Records for processing start

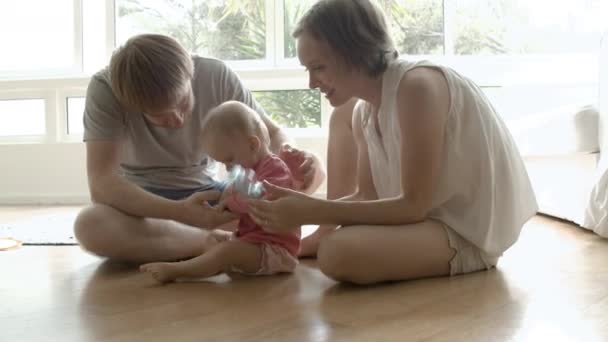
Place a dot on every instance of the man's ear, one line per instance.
(254, 143)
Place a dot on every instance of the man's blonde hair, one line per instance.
(150, 72)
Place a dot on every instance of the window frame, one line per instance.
(275, 72)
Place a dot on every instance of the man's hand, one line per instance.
(196, 211)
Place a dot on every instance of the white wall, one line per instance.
(56, 173)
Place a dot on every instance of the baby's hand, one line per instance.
(224, 198)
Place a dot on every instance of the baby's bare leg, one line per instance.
(222, 257)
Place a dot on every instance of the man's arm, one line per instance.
(107, 187)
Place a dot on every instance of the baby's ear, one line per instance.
(254, 143)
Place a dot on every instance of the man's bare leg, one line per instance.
(105, 231)
(222, 257)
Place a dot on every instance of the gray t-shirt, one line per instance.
(158, 157)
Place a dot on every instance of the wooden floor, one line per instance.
(551, 286)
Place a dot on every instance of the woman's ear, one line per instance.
(254, 143)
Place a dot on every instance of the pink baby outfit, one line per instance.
(279, 251)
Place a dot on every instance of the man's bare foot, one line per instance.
(163, 272)
(310, 244)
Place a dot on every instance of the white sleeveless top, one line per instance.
(483, 191)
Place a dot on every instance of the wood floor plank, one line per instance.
(550, 286)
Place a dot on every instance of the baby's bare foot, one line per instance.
(163, 272)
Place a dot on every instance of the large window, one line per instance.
(513, 48)
(225, 29)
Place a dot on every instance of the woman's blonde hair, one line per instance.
(355, 30)
(150, 72)
(232, 119)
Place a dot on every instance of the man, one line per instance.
(149, 181)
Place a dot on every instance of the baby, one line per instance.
(234, 134)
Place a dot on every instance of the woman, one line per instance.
(441, 188)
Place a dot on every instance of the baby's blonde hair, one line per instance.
(233, 118)
(150, 72)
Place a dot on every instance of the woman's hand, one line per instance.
(282, 210)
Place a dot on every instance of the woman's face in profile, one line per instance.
(325, 71)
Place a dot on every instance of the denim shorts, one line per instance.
(178, 194)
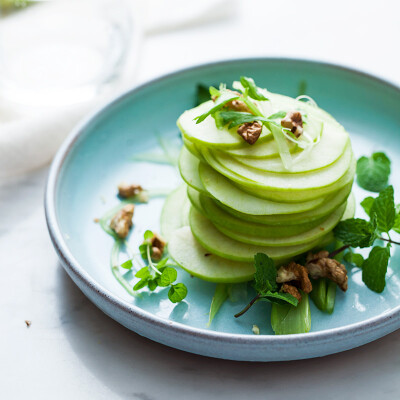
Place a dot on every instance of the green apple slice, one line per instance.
(253, 178)
(222, 189)
(328, 206)
(305, 237)
(207, 134)
(305, 195)
(261, 150)
(196, 260)
(223, 219)
(189, 169)
(173, 212)
(217, 243)
(332, 145)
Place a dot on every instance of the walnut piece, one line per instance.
(250, 131)
(286, 288)
(121, 223)
(157, 247)
(296, 274)
(125, 190)
(294, 122)
(237, 105)
(321, 266)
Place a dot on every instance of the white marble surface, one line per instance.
(73, 350)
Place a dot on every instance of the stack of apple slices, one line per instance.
(245, 201)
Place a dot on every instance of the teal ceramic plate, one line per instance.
(99, 154)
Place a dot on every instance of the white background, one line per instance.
(73, 351)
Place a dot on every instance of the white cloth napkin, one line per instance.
(30, 136)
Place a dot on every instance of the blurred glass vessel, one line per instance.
(63, 51)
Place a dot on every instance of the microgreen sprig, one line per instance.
(265, 284)
(158, 274)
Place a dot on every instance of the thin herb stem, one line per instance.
(152, 266)
(239, 314)
(389, 240)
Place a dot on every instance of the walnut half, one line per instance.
(250, 131)
(294, 122)
(321, 266)
(126, 190)
(294, 276)
(121, 223)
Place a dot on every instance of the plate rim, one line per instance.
(388, 321)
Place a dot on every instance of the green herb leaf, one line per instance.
(374, 268)
(278, 115)
(384, 209)
(143, 273)
(221, 101)
(220, 295)
(373, 172)
(177, 292)
(280, 298)
(356, 232)
(265, 276)
(167, 277)
(148, 235)
(202, 94)
(396, 226)
(152, 284)
(354, 258)
(367, 204)
(141, 284)
(127, 264)
(251, 89)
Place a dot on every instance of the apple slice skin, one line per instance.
(175, 211)
(252, 178)
(189, 170)
(217, 243)
(207, 134)
(305, 195)
(197, 261)
(313, 234)
(221, 218)
(222, 189)
(318, 213)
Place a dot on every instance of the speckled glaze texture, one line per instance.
(98, 154)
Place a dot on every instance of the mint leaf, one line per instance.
(265, 276)
(384, 209)
(221, 101)
(127, 264)
(280, 298)
(141, 284)
(143, 273)
(167, 277)
(374, 268)
(373, 172)
(396, 226)
(354, 258)
(251, 89)
(367, 204)
(177, 292)
(356, 232)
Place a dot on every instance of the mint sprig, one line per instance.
(373, 172)
(265, 284)
(357, 232)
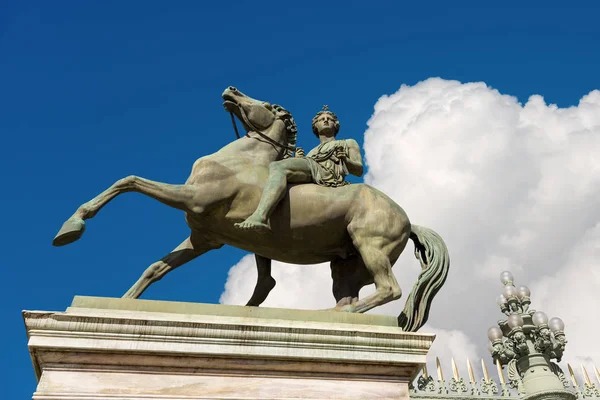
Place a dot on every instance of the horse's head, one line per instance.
(259, 116)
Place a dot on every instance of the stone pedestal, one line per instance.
(102, 348)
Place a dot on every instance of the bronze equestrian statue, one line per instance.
(355, 227)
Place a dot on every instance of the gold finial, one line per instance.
(572, 376)
(470, 368)
(500, 374)
(440, 373)
(485, 373)
(454, 370)
(586, 376)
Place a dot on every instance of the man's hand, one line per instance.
(340, 153)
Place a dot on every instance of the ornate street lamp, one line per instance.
(526, 342)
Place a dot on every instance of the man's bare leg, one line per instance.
(292, 170)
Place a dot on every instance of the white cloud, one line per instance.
(507, 185)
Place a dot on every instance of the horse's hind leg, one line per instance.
(349, 276)
(177, 196)
(185, 252)
(265, 282)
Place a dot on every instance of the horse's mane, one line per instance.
(292, 129)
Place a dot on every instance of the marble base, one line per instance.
(103, 348)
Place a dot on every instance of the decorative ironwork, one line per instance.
(514, 377)
(426, 387)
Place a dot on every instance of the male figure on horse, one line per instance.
(326, 165)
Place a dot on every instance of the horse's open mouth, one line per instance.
(229, 105)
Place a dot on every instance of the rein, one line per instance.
(255, 129)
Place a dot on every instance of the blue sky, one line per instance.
(94, 91)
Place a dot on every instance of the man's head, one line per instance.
(325, 123)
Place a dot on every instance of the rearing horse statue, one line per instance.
(356, 228)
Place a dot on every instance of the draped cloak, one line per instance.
(326, 168)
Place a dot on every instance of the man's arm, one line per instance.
(354, 159)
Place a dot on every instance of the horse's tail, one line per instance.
(432, 253)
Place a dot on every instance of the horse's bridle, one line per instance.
(255, 129)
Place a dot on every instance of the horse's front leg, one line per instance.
(265, 282)
(189, 249)
(177, 196)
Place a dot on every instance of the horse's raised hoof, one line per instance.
(255, 226)
(71, 230)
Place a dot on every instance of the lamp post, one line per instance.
(526, 342)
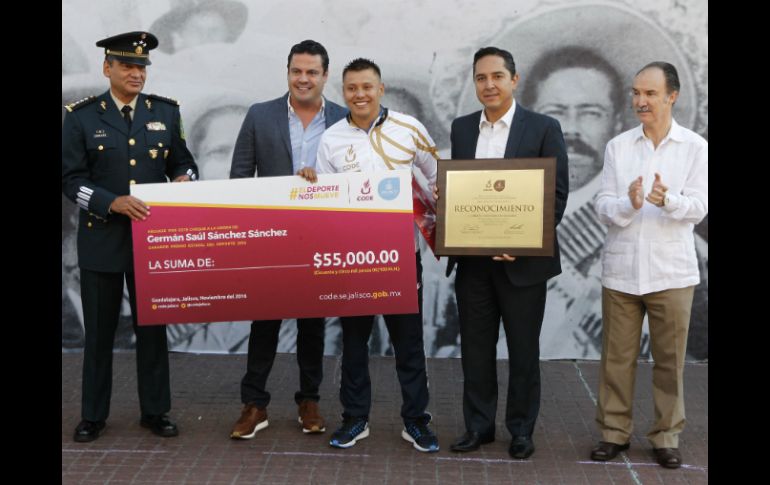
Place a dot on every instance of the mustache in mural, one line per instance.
(576, 145)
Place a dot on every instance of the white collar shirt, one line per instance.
(653, 248)
(493, 137)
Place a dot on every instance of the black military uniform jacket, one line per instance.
(100, 159)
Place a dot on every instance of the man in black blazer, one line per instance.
(513, 288)
(110, 142)
(280, 137)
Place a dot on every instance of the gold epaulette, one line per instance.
(163, 98)
(80, 103)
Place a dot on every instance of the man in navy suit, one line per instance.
(280, 137)
(513, 288)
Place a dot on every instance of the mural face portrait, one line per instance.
(579, 98)
(212, 140)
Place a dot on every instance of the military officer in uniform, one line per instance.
(109, 142)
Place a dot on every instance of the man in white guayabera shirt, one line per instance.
(654, 191)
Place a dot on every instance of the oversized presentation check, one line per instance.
(275, 247)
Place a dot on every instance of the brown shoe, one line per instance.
(605, 450)
(668, 457)
(310, 418)
(252, 420)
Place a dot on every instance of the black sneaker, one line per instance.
(421, 436)
(352, 430)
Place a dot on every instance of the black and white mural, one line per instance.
(576, 60)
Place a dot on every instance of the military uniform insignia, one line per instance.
(156, 126)
(79, 103)
(163, 98)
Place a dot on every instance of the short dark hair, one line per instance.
(566, 58)
(310, 47)
(669, 72)
(495, 51)
(361, 64)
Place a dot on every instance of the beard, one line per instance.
(584, 162)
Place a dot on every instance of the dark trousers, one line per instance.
(406, 335)
(484, 295)
(102, 296)
(263, 343)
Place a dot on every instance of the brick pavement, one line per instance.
(205, 400)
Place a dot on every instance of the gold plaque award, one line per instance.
(490, 207)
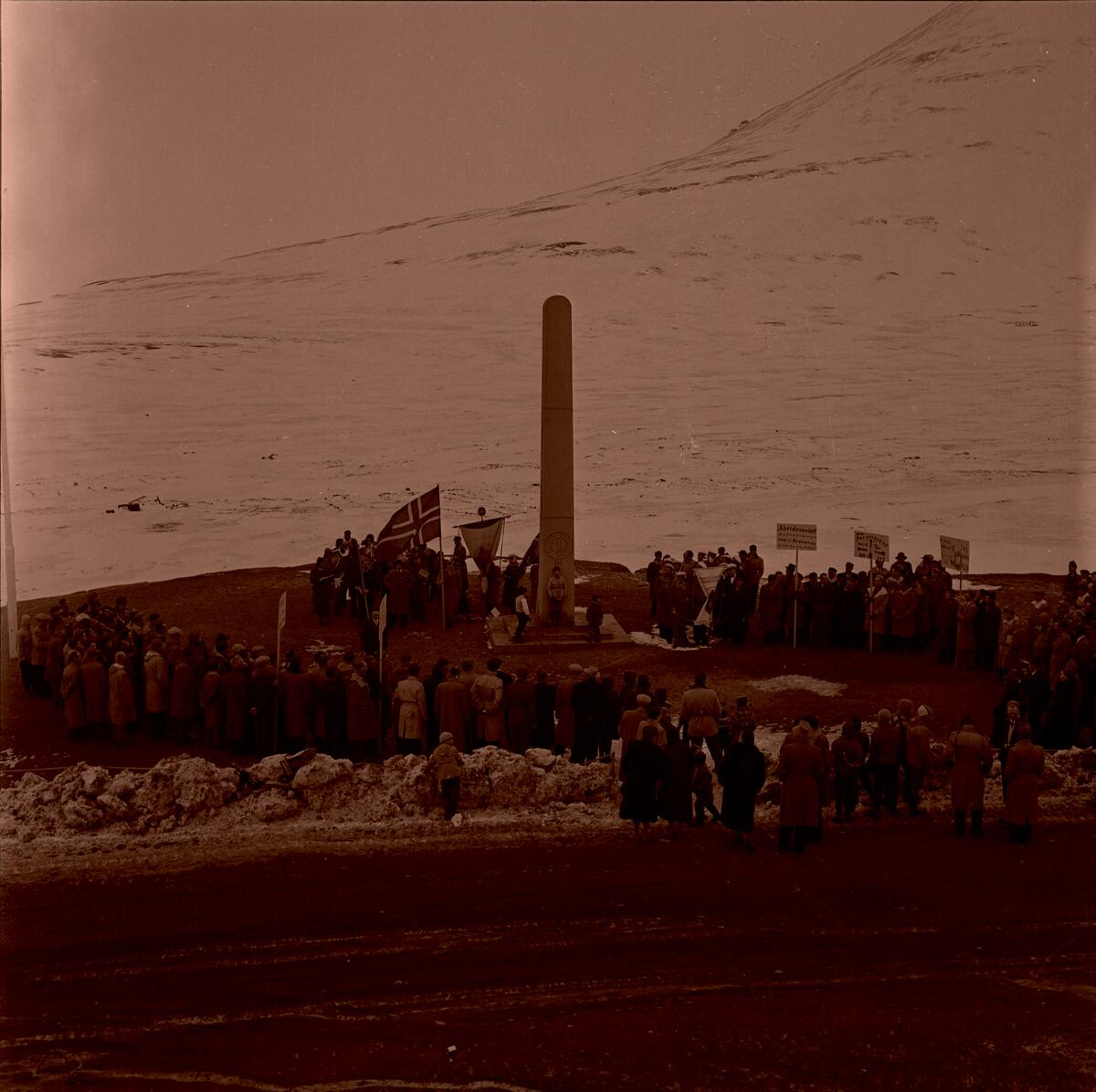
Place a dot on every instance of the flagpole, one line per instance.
(441, 555)
(9, 546)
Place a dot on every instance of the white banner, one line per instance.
(708, 577)
(797, 537)
(954, 553)
(869, 544)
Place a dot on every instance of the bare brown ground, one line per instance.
(244, 604)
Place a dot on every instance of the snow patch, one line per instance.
(821, 687)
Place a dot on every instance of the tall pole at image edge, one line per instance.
(9, 539)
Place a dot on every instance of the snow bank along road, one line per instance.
(887, 958)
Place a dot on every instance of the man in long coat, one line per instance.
(520, 711)
(123, 709)
(801, 767)
(1024, 767)
(564, 711)
(453, 709)
(974, 757)
(700, 717)
(72, 696)
(93, 684)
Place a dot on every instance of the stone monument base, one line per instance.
(545, 637)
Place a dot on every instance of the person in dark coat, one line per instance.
(322, 581)
(644, 770)
(743, 775)
(184, 709)
(332, 700)
(72, 696)
(262, 693)
(94, 687)
(801, 767)
(543, 734)
(675, 794)
(520, 711)
(589, 700)
(294, 695)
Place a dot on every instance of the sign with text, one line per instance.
(797, 537)
(708, 577)
(954, 553)
(869, 544)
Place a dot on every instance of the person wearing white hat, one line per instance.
(918, 758)
(445, 762)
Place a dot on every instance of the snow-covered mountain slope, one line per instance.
(869, 307)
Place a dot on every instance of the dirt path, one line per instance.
(892, 958)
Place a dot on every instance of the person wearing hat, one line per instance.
(801, 767)
(700, 717)
(72, 696)
(520, 711)
(1023, 769)
(445, 762)
(564, 711)
(743, 775)
(487, 700)
(589, 702)
(631, 720)
(918, 758)
(123, 709)
(973, 756)
(521, 607)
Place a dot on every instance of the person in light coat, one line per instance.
(123, 709)
(156, 689)
(72, 696)
(700, 715)
(410, 712)
(973, 755)
(445, 761)
(453, 709)
(1023, 769)
(801, 767)
(93, 682)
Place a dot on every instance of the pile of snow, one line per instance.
(182, 791)
(641, 637)
(821, 687)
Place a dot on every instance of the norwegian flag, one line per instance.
(417, 521)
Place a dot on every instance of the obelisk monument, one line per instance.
(557, 456)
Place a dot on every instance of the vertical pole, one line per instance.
(441, 574)
(9, 539)
(958, 604)
(871, 603)
(557, 456)
(795, 605)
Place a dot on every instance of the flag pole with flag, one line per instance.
(419, 521)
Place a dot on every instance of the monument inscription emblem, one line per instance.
(558, 546)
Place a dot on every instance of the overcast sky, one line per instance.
(145, 137)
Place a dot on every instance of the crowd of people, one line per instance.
(115, 671)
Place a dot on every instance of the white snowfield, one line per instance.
(870, 307)
(86, 808)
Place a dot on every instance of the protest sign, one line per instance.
(797, 537)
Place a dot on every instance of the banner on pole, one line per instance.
(954, 553)
(419, 521)
(797, 537)
(708, 577)
(483, 539)
(870, 546)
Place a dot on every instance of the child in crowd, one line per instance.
(447, 761)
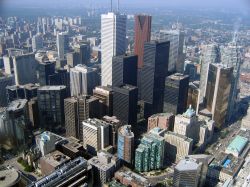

Records for processing end

• [Goal of the exercise]: Convert the stretch of the listing from the line containing "Place a dot on every instance of the white snowfield, one" through the end of the listing into a numbered list, skipping blank lines and leaving out the pictures.

• [Completed task]:
1. Place a dot on every instance of the white snowfield, one line per instance.
2. (870, 307)
3. (86, 808)
4. Place a dot on every instance of the protest sign, one line per instance.
5. (797, 537)
6. Place a dot on every instance of the banner on pole, one line per instance.
7. (954, 553)
8. (419, 521)
9. (797, 537)
10. (708, 577)
11. (483, 539)
12. (870, 546)
13. Place a dot on every instance of the child in crowd, one line per instance.
14. (447, 761)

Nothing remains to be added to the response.